* _Task directions_
Print all of the lines below word for word, leaving out the pictures.

— Start Input rows —

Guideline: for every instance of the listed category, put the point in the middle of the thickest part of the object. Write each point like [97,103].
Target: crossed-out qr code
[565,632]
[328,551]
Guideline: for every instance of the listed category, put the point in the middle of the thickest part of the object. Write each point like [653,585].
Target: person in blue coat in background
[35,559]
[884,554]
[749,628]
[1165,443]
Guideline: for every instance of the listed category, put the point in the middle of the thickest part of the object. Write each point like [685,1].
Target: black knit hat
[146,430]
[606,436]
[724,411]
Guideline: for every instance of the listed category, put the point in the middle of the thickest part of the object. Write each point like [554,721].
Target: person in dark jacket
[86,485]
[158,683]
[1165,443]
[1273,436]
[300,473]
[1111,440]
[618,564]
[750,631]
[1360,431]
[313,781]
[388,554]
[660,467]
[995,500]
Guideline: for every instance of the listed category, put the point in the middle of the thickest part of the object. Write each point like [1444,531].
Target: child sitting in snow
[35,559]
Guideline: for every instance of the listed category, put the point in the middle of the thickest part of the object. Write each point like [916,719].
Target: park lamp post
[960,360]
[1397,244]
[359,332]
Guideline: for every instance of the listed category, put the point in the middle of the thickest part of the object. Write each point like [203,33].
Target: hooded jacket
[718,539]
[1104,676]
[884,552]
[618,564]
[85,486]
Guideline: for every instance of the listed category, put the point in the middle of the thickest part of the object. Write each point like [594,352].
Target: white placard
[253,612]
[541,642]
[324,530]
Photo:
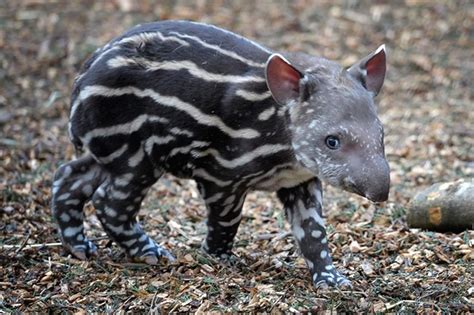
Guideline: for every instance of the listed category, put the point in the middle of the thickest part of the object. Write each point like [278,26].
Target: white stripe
[214,198]
[134,39]
[71,231]
[146,37]
[266,114]
[191,67]
[252,96]
[233,34]
[233,207]
[170,101]
[179,131]
[231,222]
[99,57]
[109,158]
[264,150]
[186,149]
[136,158]
[228,53]
[126,128]
[201,173]
[150,142]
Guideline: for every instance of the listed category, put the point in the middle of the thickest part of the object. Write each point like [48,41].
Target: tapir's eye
[333,142]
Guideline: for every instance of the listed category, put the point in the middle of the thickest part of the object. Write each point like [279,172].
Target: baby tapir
[204,103]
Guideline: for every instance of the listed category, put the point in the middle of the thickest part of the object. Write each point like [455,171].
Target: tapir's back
[175,84]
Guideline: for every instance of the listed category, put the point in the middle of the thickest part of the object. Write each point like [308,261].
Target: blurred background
[426,106]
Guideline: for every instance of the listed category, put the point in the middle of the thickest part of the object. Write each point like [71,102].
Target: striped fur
[193,100]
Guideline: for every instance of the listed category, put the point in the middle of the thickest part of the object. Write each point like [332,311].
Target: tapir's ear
[283,80]
[371,70]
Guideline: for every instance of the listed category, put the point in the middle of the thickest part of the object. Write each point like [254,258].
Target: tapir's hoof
[332,278]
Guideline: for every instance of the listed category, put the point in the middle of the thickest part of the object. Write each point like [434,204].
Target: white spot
[73,202]
[71,231]
[64,217]
[298,232]
[87,190]
[110,212]
[76,184]
[63,197]
[252,96]
[231,222]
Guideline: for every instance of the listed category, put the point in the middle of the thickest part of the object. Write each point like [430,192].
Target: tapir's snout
[371,181]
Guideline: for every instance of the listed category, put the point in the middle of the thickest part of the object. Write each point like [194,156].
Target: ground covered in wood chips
[426,106]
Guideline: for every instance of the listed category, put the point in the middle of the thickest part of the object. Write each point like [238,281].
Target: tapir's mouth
[350,186]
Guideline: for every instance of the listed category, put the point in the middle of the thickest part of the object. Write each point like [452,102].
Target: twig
[22,245]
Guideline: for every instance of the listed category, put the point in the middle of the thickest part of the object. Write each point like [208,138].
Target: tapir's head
[333,120]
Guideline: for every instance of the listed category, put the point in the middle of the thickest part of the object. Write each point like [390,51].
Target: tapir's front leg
[303,207]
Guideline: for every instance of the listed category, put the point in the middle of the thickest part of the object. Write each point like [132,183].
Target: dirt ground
[426,106]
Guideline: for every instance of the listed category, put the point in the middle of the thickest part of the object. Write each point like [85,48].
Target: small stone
[443,207]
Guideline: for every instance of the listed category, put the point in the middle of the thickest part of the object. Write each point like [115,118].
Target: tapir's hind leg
[74,184]
[117,202]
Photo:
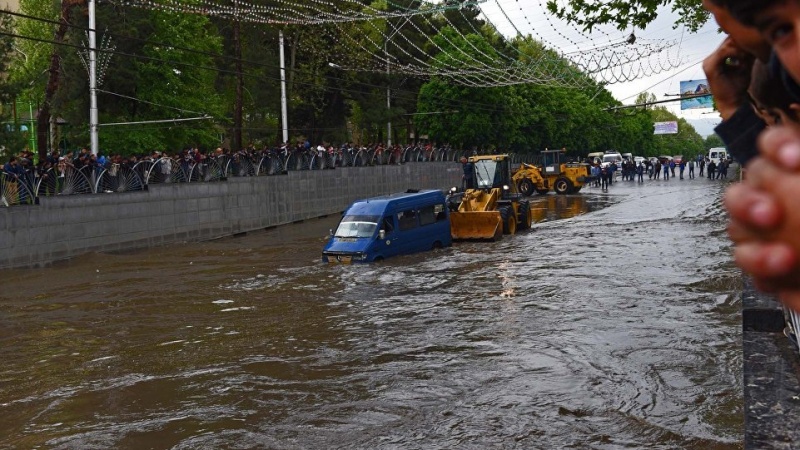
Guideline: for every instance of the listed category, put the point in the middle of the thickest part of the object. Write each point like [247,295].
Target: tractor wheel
[524,215]
[526,187]
[563,186]
[509,221]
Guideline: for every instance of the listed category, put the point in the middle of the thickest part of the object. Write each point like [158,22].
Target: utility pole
[388,96]
[93,117]
[237,107]
[284,114]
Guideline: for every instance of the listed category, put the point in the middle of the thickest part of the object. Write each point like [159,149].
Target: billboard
[696,87]
[666,127]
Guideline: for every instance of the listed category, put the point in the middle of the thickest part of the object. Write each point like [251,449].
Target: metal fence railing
[64,178]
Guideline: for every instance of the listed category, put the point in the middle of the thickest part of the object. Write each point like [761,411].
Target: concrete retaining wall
[63,227]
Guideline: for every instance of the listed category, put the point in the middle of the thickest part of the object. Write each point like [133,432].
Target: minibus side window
[440,211]
[388,224]
[407,220]
[427,215]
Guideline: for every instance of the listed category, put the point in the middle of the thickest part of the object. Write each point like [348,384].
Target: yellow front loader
[563,178]
[491,207]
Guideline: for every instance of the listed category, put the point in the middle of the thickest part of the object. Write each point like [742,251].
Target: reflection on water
[553,207]
[612,324]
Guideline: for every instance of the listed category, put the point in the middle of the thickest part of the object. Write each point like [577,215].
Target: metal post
[93,120]
[388,97]
[284,114]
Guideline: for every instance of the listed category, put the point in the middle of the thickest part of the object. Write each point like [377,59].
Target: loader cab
[491,172]
[551,161]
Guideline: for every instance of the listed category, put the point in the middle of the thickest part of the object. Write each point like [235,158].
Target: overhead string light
[610,63]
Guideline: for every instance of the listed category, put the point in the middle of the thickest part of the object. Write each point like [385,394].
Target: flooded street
[615,323]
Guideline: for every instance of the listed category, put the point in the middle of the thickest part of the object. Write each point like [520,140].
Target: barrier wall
[64,227]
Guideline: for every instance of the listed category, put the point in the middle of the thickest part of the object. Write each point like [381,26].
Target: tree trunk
[43,121]
[237,108]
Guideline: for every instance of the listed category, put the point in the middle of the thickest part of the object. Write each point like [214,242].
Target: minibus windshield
[357,226]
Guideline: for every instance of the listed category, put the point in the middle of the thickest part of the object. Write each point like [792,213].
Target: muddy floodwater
[614,323]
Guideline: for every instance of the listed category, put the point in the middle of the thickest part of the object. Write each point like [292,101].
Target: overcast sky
[529,17]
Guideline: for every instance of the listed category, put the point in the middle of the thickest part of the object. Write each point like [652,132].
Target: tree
[713,141]
[11,137]
[630,14]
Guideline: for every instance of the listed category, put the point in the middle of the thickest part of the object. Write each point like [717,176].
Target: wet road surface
[613,324]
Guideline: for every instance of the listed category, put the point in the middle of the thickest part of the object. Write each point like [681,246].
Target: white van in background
[611,156]
[717,154]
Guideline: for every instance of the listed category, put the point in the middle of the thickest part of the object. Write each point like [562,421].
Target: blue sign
[696,87]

— End Input rows —

* _Result of the exercise_
Guideline: for every instance of the listed category, put the point in the middle of the thickest part of the object. Write each point like [97,103].
Target: crossed-out qr code
[565,632]
[328,551]
Guideline: for every instance of the listed category, put the point in the middle of the thickest part of the object. Write each point like [653,585].
Target: person in blue coat in background
[35,559]
[884,554]
[749,628]
[1165,443]
Guideline: for every instance of the listed category, put the point in the middle of the thickest part of the object. Write each point like [685,1].
Target: black knit hat
[146,430]
[606,436]
[724,411]
Guideline: for every instance of the listed category, put the point in the middle of the thickest part of the object. Write each point like [554,721].
Target: person in dark jacket
[86,485]
[158,683]
[1165,443]
[1273,436]
[300,473]
[1111,440]
[618,564]
[750,631]
[1360,431]
[313,781]
[388,554]
[660,467]
[995,500]
Guideline: for every instance of the listed category, put the point in the middle of the thickest part of the object. Write each point like [1444,531].
Target: child sitting in snow
[35,559]
Guideline: for every instance of the listed category, put the point in the middle of the thickest part of the object. Write each point like [916,719].
Target: park lamp post
[960,360]
[1397,244]
[359,332]
Guideline: for every instance of the listed category, put the point in the middle of the thickest part of the object. Write each point like [203,33].
Target: hooded jacket
[718,539]
[1104,676]
[884,552]
[618,564]
[85,486]
Guideline: for every instance of the listed category, put the point in the middle of the thickest part of the object. Write each point like [594,352].
Target: white placard
[253,612]
[541,642]
[324,530]
Photo:
Guideline: for every instance of the listed category, put the point in the middle of the thickest part of the object. Write each point like [278,26].
Target: white stripe
[214,198]
[134,39]
[71,231]
[146,37]
[266,114]
[191,67]
[252,96]
[233,34]
[233,207]
[170,101]
[179,131]
[231,222]
[99,57]
[109,158]
[264,150]
[186,149]
[136,158]
[228,53]
[126,128]
[201,173]
[150,142]
Guideline: for every instance of the listed category, put the point in the middle of the thickest part of the object. Write each point like [48,41].
Target: tapir's eye
[333,142]
Guideline: for every instance of the listed category, put the point in the middle of the thickest part of the object. Write each point like [279,172].
Target: baby tapir
[204,103]
Guideline: for every instance of the listed category, put the point in the middle of the thickest part of the object. Write each point like [455,171].
Target: tapir's back
[175,84]
Guideline: for every instance of the listed category, put the point in the middle of the thickest part of the object. Write each point like [308,261].
Target: blurred background
[426,106]
Guideline: for every instance of the listed category, put the point in the middle of the thickest part of the object. Write each point like [71,102].
Target: striped fur
[193,100]
Guideline: for every instance of the listed category, put the point in the middle of the thickest part of the object. Write each point like [332,311].
Target: tapir's ear
[283,80]
[371,70]
Guideline: for every instance of the listed category, put the point in the middle of the thickest part of the object. Write each point like [254,258].
Target: tapir's hoof
[332,278]
Guideline: for every instance of the listed category, put the point in the middle of the thickest part of the object. Write each point like [434,204].
Target: white spot
[73,202]
[71,231]
[64,217]
[298,232]
[87,190]
[110,212]
[76,184]
[63,197]
[252,96]
[231,222]
Guideline: for every instance of the listed category, put the point in the middle of the thickest part of the object. Write each point like [430,192].
Target: tapir's snout
[371,181]
Guideline: for every instance of the listed category, put the point in the middle of the thickest part of the object. Write each point like [194,156].
Target: ground covered in wood chips
[426,106]
Guideline: for every instance of the listed category, put the point in the middle of the thickest part of the object. Write each point like [238,281].
Target: tapir's mouth
[350,186]
Guideline: for every instance of the listed category, put the point in the middle of the thickest part of the object. Write each point like [452,102].
Target: twig
[22,245]
Guideline: for every instance of the listed category, put the point in the middle of the thickest part of the object. Write each point like [208,138].
Target: tapir's head
[333,120]
Guideline: for every instance of the listed category, put the point in the middle of the thickest part of the object. Write each point like [390,51].
Target: tapir's front leg
[303,207]
Guideline: for every instance of the listed category, put the point in the middle of the thickest part of the object. Write each point like [132,183].
Target: dirt ground
[426,106]
Guideline: for every instance of the listed category, put the point in the middle of the thickest part of the object. Write each point like [85,48].
Target: small stone
[443,207]
Guideline: for every instance of the listed category, put the point in the middle of the thickest part of the object. Write each point like [115,118].
Target: tapir's hind leg
[74,184]
[117,202]
Photo:
Guideline: for every instance of the listed category, put the point in the middle of the thickest part of the object. Write each point like [247,295].
Target: tractor wheel
[524,215]
[526,187]
[563,186]
[509,221]
Guideline: for every instance of the listed category, put the point in the middle of the thickest part of the object. Write each point like [158,22].
Target: utility pole
[388,96]
[93,117]
[237,107]
[284,114]
Guideline: for every instance of the listed category, put the point in the middle of the thickest part of the object. Write each point like [159,149].
Target: billboard
[696,87]
[666,127]
Guideline: for every instance of the listed category, put the point in the middle of the thickest part of the object. Write each point like [251,449].
Target: metal fence railing
[64,178]
Guideline: for every instance of the listed category, put the point in the middle of the thickest part of the object. Write each point like [761,411].
Target: concrete retaining wall
[63,227]
Guideline: for every instance of the listed category, put the point in the middle of the thickest part of the object. Write each point like [133,432].
Target: minibus side window
[440,211]
[388,224]
[407,220]
[427,215]
Guideline: for every instance of the listed category, put the point in the middle of the thickest part of the object. Write each point like [348,384].
Target: yellow front loader
[563,178]
[491,207]
Guideline: for every instance of the listed category, put the point in the middle of the thickest part of the object. Write each point like [742,251].
Target: reflection on water
[553,207]
[612,324]
Guideline: for every instance of the listed category, put the point in the middle of the thickest part of the object. Write each point like [577,215].
Target: metal post
[93,120]
[388,97]
[284,114]
Guideline: for every instance of the listed category, put the point in the middle of the thickest part of the object. Write each point like [377,59].
Target: loader cab
[491,172]
[551,161]
Guideline: for every instance of the listed category, put the point in the middle of the thickest part of the object. Write each point like [235,158].
Target: overhead string light
[610,63]
Guideline: for every instance of the listed category, put the point in the middle of the thickest part of the object. Write each point like [385,394].
Target: flooded street
[615,323]
Guideline: for every instance of the listed category, put the point in the middle of the thickest part of the object. Write each point like [520,140].
Target: barrier wall
[64,227]
Guideline: for every instance of the listed category, put the point in the middle of the thickest part of the object. Write each point like [381,26].
Target: tree trunk
[43,121]
[237,108]
Guideline: for every instance of the listed category, put the point in the middle of the thickest part of the object. Write each point like [214,242].
Target: minibus windshield
[357,226]
Guideline: for every instance of the listed category, put the point in the middle of the thickest part of the object. Write each point like [792,213].
Target: muddy floodwater
[614,323]
Guideline: for every instance of the listed category, put the point in the middle of the thickest part of the object. Write each point like [292,101].
Target: overcast sky
[529,17]
Guideline: for every instance of the listed category, put the point in the middle of the thickest part of the object. Write each point like [652,132].
Target: tree
[713,141]
[11,137]
[630,14]
Guideline: for every instance of the listed category, put the point in the middle of the thickest part of the object. Write each point like [717,176].
Target: wet road surface
[613,324]
Guideline: for every instance of the listed category, put the point in the middle of the thickest part of the object. Write each point like [681,246].
Target: white van in background
[611,156]
[717,154]
Guideline: for every instance of the listed category, put the point in the middle of the thickest part of the object. Write each point like [562,421].
Target: blue sign
[696,87]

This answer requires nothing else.